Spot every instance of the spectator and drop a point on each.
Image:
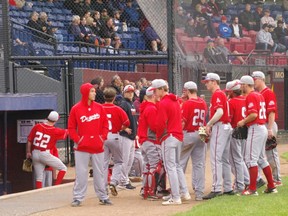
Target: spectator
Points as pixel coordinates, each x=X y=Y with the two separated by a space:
x=98 y=83
x=75 y=30
x=258 y=14
x=180 y=18
x=212 y=55
x=47 y=28
x=247 y=19
x=109 y=35
x=220 y=46
x=190 y=27
x=282 y=33
x=236 y=28
x=89 y=37
x=267 y=19
x=280 y=47
x=215 y=8
x=152 y=40
x=130 y=15
x=264 y=39
x=97 y=5
x=224 y=29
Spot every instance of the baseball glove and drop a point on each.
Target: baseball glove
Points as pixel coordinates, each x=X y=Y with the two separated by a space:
x=27 y=165
x=202 y=133
x=271 y=143
x=240 y=132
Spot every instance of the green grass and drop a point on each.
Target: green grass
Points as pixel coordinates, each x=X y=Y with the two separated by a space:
x=285 y=156
x=262 y=205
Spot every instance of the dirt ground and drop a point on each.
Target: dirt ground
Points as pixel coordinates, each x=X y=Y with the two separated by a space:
x=130 y=203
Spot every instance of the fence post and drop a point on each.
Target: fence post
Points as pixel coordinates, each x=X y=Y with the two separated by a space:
x=71 y=99
x=170 y=43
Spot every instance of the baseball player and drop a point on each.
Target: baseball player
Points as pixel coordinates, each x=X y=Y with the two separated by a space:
x=272 y=114
x=193 y=116
x=150 y=148
x=257 y=134
x=117 y=121
x=169 y=132
x=41 y=140
x=219 y=129
x=128 y=139
x=237 y=110
x=88 y=128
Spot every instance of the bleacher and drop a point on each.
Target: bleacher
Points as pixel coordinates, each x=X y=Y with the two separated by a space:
x=132 y=40
x=245 y=45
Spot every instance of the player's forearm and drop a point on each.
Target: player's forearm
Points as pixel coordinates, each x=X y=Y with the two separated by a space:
x=218 y=114
x=271 y=120
x=251 y=117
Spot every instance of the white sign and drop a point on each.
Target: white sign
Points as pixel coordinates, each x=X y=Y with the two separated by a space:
x=24 y=127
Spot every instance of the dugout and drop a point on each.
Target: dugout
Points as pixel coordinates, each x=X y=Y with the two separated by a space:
x=13 y=108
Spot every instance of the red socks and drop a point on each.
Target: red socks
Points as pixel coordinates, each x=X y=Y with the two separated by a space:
x=253 y=171
x=268 y=174
x=60 y=177
x=38 y=184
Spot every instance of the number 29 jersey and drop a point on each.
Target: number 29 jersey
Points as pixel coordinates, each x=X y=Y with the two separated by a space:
x=44 y=137
x=194 y=114
x=255 y=103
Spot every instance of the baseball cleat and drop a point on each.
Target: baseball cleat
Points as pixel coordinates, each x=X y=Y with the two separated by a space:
x=75 y=203
x=172 y=202
x=113 y=190
x=105 y=202
x=232 y=192
x=270 y=190
x=260 y=183
x=249 y=193
x=185 y=197
x=212 y=195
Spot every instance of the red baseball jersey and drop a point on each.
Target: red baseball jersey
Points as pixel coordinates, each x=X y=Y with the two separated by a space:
x=219 y=100
x=116 y=117
x=255 y=103
x=43 y=136
x=237 y=109
x=194 y=114
x=270 y=102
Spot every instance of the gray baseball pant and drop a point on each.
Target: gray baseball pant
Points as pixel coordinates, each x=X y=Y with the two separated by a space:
x=128 y=149
x=273 y=157
x=171 y=149
x=219 y=156
x=113 y=147
x=196 y=149
x=81 y=181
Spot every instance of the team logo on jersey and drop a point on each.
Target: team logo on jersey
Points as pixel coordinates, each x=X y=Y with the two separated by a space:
x=89 y=118
x=250 y=105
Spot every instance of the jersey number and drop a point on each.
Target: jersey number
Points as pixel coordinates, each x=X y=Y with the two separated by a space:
x=262 y=111
x=41 y=139
x=198 y=114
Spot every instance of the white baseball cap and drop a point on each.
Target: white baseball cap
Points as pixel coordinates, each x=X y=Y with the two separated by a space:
x=129 y=88
x=258 y=74
x=150 y=91
x=158 y=83
x=211 y=76
x=247 y=80
x=233 y=85
x=53 y=116
x=190 y=85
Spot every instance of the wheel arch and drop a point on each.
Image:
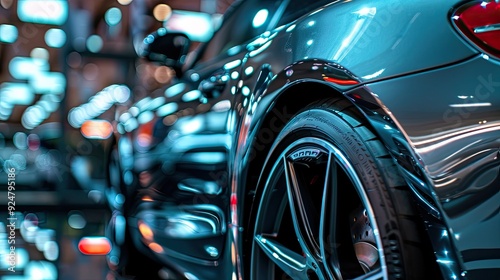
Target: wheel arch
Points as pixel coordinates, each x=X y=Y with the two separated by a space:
x=295 y=90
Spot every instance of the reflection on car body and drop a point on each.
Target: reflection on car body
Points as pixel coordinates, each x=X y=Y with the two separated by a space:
x=323 y=140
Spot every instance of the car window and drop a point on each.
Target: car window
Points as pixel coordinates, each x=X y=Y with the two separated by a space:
x=245 y=20
x=298 y=8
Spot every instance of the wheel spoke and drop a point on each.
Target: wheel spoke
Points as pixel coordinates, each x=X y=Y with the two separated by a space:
x=301 y=211
x=290 y=262
x=328 y=220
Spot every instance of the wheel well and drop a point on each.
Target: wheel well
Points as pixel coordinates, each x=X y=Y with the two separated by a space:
x=290 y=102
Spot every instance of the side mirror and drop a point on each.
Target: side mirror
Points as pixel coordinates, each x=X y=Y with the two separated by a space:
x=169 y=49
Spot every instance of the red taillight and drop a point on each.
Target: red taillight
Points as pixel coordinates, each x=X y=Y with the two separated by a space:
x=480 y=23
x=94 y=245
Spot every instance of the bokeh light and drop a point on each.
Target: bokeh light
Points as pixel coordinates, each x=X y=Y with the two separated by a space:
x=94 y=43
x=55 y=38
x=6 y=4
x=124 y=2
x=76 y=220
x=8 y=33
x=113 y=16
x=162 y=12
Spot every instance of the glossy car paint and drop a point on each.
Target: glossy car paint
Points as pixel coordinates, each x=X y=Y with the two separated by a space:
x=406 y=69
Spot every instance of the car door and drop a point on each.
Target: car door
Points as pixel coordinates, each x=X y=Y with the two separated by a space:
x=182 y=151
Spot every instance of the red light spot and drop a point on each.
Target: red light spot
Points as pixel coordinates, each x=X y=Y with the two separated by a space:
x=94 y=245
x=234 y=200
x=97 y=129
x=340 y=81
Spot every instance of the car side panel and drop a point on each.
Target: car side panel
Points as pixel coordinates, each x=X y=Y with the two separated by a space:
x=453 y=126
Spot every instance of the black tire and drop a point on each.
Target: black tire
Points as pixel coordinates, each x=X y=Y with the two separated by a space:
x=331 y=204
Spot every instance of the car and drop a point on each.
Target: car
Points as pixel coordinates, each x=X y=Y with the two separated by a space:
x=318 y=140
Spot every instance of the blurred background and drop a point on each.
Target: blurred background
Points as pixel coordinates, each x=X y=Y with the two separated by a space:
x=67 y=67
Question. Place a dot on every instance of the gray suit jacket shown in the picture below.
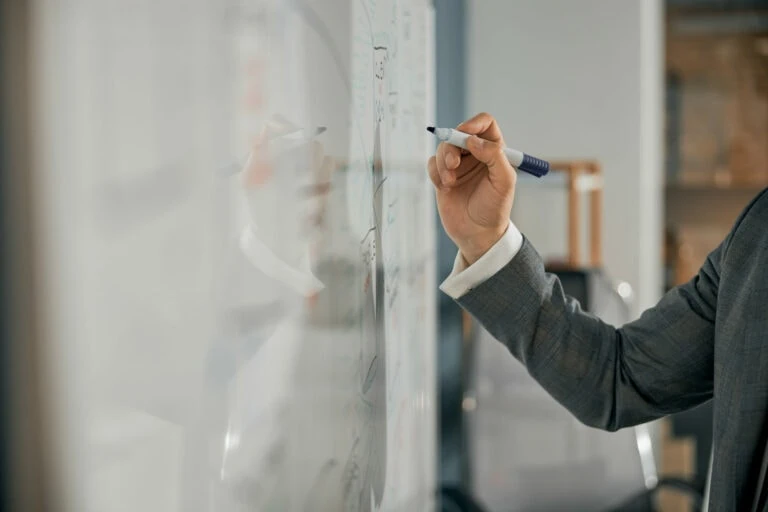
(707, 338)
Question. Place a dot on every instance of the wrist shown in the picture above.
(474, 248)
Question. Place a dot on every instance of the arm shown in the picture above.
(607, 377)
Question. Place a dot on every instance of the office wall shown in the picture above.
(570, 79)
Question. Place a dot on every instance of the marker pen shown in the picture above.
(517, 159)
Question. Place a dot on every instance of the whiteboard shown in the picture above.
(237, 235)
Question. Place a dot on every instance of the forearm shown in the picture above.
(607, 377)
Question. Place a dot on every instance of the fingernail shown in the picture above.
(477, 141)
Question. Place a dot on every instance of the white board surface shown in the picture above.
(240, 310)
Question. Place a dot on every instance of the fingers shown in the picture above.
(434, 175)
(482, 125)
(449, 156)
(447, 160)
(491, 153)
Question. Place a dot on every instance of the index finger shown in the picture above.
(483, 125)
(448, 156)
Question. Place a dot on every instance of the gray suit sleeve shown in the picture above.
(607, 377)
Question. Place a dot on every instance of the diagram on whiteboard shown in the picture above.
(250, 299)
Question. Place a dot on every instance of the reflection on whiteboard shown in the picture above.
(241, 254)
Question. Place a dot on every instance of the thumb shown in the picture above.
(489, 152)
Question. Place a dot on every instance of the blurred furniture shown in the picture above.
(527, 452)
(717, 155)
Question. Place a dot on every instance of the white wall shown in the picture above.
(570, 79)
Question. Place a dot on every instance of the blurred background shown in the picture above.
(653, 112)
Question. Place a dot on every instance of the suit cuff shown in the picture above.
(464, 278)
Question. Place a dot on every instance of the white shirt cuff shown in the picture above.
(464, 278)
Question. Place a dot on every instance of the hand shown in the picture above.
(475, 189)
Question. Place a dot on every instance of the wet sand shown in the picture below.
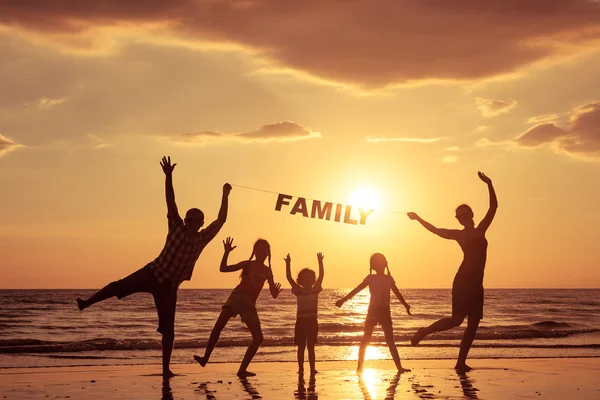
(491, 379)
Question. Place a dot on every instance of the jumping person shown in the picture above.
(174, 265)
(467, 289)
(379, 311)
(306, 289)
(242, 301)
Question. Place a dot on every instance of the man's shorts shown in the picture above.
(165, 296)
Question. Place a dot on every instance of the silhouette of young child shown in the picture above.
(306, 289)
(242, 300)
(379, 312)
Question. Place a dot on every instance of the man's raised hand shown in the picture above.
(228, 245)
(166, 165)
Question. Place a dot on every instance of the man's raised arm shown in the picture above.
(169, 191)
(224, 204)
(217, 224)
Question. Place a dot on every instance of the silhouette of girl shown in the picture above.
(242, 301)
(379, 311)
(467, 289)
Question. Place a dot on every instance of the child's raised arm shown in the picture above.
(274, 288)
(288, 272)
(228, 245)
(319, 282)
(401, 298)
(350, 295)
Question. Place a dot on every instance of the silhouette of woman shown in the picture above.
(242, 301)
(467, 289)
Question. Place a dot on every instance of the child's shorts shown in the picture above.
(240, 304)
(379, 316)
(306, 332)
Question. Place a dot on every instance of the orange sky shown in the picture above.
(312, 98)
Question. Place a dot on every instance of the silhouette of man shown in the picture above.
(174, 265)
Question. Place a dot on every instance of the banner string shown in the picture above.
(307, 198)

************

Give the number of lines in the entries above that include the string "fence". Write nothing but that number.

▸ RESPONSE BELOW
2